◆ Passage to read
· · · · · · ·

Toxins That Don’t Cause Serious Signs

young man takes a selfie with his dog

When one thinks of toxins, thoughts go to life-threatening signs. We say that the dose makes the poison – and in the case of these toxins, there is a wide margin of safety.

Keep reading to learn about some of the not-so-serious toxins we get calls about every day.

Ant Bait

Not a day goes by that we don’t get a call about a pet – usually a dog – getting into ant bait. What’s used to attract the ants (peanut butter) also tends to attract dogs.

The insecticides commonly used in the traps include abamectin, indoxacarb, hydramethylnon, fipronil and boric acid. There are two similarities with ant baits: The ingredients tend to have a wide margin of safety in dogs and cats and the concentration found in the baits is low – think 0.01-0.05%.

In addition the bait generally weighs 0.06 oz – that’s less than the weight of a penny. Some dogs, of course, may eat all the plastic which could be a foreign body obstruction concern.

Silica Gel

Toxicology 101, or maybe even Veterinary 101: Dogs will eat anything; it does not even have to look yummy.

Silica gel packets or desiccants packets typically are smallish white packets (size of a sugar packet, but sometimes larger) that you can find in new packages of lamps, shoes, bags – you name it.

· · · · · · ·

◆ Given data

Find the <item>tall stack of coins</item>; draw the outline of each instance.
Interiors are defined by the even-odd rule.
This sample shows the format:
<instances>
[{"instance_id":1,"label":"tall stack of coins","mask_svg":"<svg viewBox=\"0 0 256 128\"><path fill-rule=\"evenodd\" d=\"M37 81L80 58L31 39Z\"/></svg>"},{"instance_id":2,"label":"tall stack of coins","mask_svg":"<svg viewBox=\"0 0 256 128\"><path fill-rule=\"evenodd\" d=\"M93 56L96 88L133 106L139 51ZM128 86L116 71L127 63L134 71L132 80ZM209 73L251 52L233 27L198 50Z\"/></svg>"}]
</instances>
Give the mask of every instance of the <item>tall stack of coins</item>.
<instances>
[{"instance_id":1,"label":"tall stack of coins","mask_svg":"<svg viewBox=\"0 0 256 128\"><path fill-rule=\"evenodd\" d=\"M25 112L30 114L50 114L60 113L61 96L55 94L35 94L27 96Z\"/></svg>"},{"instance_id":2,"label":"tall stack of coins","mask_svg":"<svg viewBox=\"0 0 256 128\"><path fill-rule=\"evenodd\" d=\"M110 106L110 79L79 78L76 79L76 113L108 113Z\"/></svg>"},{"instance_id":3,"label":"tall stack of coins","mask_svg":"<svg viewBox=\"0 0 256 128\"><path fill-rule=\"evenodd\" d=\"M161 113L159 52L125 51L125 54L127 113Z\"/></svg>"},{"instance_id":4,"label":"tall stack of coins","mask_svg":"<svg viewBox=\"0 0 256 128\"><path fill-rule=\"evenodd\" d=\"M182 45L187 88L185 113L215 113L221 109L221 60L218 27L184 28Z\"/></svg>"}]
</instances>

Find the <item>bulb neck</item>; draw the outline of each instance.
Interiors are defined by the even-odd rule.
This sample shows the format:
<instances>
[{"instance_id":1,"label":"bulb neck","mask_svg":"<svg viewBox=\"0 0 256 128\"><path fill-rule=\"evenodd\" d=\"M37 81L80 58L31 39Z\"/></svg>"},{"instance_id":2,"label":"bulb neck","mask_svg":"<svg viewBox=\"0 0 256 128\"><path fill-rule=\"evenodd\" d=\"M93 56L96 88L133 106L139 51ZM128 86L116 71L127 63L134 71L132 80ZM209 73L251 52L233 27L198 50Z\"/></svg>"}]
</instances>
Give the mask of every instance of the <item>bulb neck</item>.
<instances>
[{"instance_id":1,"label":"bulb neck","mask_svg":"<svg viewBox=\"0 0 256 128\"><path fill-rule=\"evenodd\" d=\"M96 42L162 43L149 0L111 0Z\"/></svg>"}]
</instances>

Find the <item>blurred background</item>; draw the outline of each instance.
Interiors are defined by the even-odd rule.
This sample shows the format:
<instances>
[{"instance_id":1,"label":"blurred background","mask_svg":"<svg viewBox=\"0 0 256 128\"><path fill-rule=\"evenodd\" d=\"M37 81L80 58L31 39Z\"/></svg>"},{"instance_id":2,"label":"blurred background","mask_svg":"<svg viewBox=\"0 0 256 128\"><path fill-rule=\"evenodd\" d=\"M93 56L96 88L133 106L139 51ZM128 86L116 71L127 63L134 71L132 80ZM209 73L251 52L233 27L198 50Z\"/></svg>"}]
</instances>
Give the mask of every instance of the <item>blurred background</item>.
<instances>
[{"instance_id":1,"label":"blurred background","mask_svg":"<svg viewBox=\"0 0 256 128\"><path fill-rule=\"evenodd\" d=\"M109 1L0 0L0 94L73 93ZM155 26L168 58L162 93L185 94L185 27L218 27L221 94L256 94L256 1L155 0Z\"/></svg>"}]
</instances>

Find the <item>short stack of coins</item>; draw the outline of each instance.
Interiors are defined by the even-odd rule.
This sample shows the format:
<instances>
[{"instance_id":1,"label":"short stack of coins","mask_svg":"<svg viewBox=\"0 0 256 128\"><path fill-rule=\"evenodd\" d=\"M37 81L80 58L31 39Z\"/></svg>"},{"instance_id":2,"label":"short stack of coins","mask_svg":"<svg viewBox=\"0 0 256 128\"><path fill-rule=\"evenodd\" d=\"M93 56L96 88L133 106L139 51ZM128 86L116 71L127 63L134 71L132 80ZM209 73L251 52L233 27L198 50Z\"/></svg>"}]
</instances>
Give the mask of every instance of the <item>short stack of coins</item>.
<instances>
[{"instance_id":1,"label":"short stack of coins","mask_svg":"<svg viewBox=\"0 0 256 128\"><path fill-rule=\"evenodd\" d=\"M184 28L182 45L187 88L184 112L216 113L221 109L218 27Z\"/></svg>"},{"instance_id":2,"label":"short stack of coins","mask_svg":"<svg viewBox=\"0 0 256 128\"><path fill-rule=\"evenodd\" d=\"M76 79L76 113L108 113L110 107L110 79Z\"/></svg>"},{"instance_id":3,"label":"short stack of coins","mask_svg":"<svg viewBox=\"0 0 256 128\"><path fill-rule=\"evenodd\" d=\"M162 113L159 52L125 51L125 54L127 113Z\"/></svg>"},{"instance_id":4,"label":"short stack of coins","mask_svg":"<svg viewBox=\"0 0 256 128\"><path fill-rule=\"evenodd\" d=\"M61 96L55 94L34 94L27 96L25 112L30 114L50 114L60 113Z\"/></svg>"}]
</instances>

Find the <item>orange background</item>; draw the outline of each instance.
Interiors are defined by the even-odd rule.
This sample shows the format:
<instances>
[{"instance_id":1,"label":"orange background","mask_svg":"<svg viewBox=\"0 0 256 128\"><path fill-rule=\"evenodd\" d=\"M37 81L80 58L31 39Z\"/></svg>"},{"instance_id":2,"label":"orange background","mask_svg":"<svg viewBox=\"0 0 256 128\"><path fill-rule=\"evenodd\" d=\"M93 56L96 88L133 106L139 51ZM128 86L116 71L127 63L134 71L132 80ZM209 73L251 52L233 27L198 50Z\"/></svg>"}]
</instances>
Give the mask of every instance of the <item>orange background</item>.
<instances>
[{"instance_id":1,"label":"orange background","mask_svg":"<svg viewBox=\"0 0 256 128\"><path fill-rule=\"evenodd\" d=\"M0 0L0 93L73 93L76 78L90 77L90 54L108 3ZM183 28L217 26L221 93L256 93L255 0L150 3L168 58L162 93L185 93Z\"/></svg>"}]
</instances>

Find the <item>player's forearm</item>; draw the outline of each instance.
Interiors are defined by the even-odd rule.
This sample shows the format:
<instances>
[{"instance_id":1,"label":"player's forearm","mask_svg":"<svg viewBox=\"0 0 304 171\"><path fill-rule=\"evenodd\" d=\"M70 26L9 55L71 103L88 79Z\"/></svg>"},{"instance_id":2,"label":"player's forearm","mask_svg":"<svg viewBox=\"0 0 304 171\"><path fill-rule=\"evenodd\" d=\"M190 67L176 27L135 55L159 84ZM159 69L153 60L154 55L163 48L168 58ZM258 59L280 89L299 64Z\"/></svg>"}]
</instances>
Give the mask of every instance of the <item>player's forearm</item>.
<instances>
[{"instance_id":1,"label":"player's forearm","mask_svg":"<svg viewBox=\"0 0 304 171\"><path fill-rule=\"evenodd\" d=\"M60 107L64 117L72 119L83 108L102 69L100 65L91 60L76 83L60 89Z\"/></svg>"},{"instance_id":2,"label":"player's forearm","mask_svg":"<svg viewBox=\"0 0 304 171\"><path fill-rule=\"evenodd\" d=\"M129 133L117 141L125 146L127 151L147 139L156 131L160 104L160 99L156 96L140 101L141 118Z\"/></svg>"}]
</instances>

· · · · · · ·

◆ Using the information
**a)** In the passage on mild pet toxins, what ingredient in ant bait attracts both ants and dogs?
**b)** Write out the passage on mild pet toxins from "When one thinks" to "margin of safety.".
**c)** Extend the passage on mild pet toxins, picking up after its last sentence.
The material is separate from the passage on mild pet toxins.

◆ Results in order
**a)** Peanut butter.

**b)**
When one thinks of toxins, thoughts go to life-threatening signs. We say that the dose makes the poison – and in the case of these toxins, there is a wide margin of safety.

**c)**
Generally the saying “do not eat” will be seen written across, and that means it is horribly toxic, right? Not quite. Silica gel is poorly absorbed by the gastrointestinal tract so if problems are seen, it is generally mild gastrointestinal upset. The dog who happens to find and eat two pounds of silica gel? Well, he is going to have one big tummy ache.

Glow Sticks

This falls under the category of “why would you eat that?” Cats are generally the culprits, more often than dogs. When they do, you’ll see drooling, foaming, head shaking, running around and hiding. You can bet there is a good chance your clients have never seen their cats act like this, and they’ll likely be frantic and worried.

Dibutyl phthate, the active ingredient in glow sticks, does not taste good – in fact it is very bitter. So much of the cat’s distress is because there’s a horrible taste in her mouth. Give her something tasty to eat, wipe out her mouth (if she will let you), and you will look like a super hero to your clients.